GIVEN TASK:
Please edit the lines from the one containing "[detect] band member in red jacket" through the end of the records, inclusive, by replacing "sidewalk" with "pavement" and keeping everything else unchanged. Return only those lines.

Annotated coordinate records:
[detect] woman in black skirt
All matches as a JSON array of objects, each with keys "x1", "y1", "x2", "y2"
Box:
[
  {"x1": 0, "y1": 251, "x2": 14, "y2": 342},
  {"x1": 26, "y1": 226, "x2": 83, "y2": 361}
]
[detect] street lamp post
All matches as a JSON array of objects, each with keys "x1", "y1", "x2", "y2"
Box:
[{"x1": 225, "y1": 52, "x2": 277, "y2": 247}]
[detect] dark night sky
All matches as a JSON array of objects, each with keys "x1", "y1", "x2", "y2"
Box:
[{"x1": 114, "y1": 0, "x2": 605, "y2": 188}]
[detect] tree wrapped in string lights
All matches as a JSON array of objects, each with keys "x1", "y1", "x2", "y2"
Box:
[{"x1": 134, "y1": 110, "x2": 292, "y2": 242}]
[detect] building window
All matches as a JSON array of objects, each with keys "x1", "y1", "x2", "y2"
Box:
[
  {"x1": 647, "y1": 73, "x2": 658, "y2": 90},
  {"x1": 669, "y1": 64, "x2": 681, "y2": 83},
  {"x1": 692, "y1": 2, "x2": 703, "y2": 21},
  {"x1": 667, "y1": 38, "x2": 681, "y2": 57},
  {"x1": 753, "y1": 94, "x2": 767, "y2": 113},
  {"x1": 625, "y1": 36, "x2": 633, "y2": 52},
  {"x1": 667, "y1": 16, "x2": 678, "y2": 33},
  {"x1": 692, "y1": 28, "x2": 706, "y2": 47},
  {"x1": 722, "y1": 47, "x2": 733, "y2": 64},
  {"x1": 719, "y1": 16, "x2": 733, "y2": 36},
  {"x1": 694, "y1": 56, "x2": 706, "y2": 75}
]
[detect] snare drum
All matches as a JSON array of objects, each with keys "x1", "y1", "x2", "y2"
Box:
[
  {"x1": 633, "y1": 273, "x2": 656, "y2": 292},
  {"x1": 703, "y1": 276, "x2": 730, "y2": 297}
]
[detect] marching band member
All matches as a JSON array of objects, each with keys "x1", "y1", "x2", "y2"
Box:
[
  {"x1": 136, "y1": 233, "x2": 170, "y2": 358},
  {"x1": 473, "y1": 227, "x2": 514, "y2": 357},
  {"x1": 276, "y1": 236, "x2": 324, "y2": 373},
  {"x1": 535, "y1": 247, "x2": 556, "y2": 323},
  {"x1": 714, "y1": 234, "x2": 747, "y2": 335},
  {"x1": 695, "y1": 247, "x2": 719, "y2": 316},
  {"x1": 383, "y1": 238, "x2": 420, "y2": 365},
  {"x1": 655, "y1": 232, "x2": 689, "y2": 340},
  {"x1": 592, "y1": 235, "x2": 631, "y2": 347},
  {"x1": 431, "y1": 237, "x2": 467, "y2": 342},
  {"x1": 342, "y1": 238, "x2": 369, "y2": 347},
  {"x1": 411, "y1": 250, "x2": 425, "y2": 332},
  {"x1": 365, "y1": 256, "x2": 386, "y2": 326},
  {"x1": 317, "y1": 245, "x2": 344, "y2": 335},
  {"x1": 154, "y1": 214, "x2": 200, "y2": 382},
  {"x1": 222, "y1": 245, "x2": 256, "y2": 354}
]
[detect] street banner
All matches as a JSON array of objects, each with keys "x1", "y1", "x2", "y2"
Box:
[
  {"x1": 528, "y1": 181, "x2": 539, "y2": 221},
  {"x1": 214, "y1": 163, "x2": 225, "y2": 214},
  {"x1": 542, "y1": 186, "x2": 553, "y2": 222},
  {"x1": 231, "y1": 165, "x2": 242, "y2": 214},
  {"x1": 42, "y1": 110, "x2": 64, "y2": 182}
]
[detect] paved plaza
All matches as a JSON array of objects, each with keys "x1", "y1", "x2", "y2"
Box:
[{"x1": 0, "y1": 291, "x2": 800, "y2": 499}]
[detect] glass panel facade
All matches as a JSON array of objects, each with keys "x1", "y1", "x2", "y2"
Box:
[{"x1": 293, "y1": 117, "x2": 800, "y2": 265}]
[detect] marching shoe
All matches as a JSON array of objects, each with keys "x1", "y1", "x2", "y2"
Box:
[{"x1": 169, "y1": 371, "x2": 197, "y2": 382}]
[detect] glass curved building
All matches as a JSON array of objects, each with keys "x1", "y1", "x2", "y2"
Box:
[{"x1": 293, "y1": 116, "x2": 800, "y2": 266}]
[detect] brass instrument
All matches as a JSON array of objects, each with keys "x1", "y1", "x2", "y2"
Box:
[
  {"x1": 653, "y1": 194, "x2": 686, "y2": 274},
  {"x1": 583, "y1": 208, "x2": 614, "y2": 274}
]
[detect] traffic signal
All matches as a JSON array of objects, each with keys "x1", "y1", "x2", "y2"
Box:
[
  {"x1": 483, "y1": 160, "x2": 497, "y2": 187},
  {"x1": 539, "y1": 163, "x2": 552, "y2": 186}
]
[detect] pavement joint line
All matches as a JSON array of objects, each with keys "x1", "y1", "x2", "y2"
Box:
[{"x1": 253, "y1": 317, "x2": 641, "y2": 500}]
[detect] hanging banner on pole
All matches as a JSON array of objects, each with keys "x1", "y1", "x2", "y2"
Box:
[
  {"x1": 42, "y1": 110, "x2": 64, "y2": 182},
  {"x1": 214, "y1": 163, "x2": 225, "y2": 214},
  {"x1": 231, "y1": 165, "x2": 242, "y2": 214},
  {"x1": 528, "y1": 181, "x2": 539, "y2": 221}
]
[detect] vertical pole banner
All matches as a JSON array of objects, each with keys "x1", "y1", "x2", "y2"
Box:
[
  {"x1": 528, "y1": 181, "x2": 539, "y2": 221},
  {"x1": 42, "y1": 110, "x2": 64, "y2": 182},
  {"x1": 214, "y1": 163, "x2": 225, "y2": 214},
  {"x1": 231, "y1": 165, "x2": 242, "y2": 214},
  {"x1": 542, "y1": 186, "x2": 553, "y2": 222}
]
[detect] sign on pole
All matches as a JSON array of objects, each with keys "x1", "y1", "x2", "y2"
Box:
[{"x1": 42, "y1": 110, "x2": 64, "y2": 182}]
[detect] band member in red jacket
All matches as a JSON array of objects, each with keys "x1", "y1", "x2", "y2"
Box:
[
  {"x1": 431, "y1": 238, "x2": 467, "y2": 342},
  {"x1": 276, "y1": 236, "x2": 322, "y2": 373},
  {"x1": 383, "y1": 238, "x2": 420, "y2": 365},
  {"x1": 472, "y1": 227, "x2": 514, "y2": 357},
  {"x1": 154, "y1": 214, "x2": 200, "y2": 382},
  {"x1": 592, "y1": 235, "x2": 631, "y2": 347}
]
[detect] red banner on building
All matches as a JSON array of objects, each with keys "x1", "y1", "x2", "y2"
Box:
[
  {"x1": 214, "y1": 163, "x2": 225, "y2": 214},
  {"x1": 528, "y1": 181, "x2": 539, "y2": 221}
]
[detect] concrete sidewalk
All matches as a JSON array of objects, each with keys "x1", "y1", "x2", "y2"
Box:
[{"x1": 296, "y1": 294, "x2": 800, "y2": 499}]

EXERCISE OUTPUT:
[detect] band member in red jacket
All matches as a JSON array of objects, each with keys "x1", "y1", "x2", "y2"
Box:
[
  {"x1": 431, "y1": 238, "x2": 467, "y2": 342},
  {"x1": 276, "y1": 236, "x2": 322, "y2": 373},
  {"x1": 383, "y1": 238, "x2": 420, "y2": 365},
  {"x1": 472, "y1": 227, "x2": 514, "y2": 357},
  {"x1": 154, "y1": 214, "x2": 200, "y2": 382},
  {"x1": 592, "y1": 235, "x2": 631, "y2": 347}
]
[detect] red banner on building
All matches as a JSON array of objects, each with keys "x1", "y1", "x2", "y2"
Box:
[
  {"x1": 214, "y1": 163, "x2": 225, "y2": 214},
  {"x1": 528, "y1": 181, "x2": 539, "y2": 221}
]
[detect] concrete pavement
All matches as a JSON array of objects, each with keys "x1", "y1", "x2", "y2"
Box:
[{"x1": 296, "y1": 294, "x2": 800, "y2": 499}]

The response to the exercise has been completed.